Exercise requirements
Pick out every line of the data below that contains the word "yellow" and copy each one.

Provided data
:::::
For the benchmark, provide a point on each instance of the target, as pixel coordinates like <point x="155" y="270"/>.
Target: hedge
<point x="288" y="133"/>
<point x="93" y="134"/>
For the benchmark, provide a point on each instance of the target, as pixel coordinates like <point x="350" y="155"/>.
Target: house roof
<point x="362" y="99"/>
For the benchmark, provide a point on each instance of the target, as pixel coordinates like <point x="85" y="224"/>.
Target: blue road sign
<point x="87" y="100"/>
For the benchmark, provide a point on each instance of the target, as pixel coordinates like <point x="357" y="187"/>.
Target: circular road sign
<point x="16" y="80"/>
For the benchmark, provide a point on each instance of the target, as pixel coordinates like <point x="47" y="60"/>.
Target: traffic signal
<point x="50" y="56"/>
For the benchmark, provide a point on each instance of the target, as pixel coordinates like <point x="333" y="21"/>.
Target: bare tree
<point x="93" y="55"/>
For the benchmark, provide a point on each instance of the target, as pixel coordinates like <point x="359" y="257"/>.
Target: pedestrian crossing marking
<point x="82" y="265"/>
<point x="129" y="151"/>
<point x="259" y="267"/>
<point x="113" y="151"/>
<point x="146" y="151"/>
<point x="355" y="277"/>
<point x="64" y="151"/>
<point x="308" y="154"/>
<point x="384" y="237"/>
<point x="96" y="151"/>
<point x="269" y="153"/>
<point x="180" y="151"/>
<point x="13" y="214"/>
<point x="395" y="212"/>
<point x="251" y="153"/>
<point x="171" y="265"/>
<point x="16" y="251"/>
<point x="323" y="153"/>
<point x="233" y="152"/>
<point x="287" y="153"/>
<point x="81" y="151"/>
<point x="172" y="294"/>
:::::
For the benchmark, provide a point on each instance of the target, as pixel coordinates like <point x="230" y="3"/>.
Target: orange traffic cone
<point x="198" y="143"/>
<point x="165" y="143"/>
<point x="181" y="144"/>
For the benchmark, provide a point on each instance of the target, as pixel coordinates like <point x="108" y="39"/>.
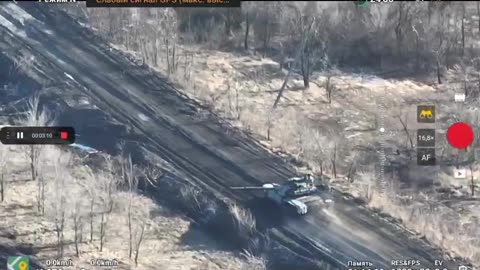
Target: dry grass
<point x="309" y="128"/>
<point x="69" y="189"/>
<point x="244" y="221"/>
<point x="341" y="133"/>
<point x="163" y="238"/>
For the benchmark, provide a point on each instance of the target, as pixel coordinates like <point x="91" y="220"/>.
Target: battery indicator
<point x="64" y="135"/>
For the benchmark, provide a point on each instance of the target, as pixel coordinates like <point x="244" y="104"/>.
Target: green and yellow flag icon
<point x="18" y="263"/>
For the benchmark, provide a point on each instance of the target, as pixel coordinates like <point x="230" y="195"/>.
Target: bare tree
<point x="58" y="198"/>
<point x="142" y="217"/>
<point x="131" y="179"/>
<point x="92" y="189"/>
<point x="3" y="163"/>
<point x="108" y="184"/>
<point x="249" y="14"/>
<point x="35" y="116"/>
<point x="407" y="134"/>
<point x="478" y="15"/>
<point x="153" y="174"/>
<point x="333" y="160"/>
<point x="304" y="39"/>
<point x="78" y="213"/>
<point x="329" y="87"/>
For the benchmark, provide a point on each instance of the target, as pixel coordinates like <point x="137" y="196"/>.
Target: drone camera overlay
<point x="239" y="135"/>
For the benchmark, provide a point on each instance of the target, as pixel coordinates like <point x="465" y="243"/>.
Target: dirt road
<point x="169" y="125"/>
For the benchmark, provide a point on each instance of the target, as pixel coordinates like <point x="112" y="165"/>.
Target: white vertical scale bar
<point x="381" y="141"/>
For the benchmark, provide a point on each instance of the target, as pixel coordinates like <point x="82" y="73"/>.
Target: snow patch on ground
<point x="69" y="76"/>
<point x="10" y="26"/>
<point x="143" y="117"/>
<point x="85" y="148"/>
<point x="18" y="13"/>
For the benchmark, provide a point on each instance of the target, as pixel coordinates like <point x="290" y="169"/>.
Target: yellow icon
:::::
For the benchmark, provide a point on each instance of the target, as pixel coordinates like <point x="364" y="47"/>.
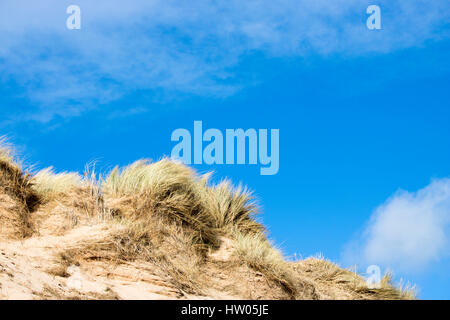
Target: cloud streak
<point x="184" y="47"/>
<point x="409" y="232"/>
:::::
Expected output
Target: green and yellow flag icon
Target: yellow icon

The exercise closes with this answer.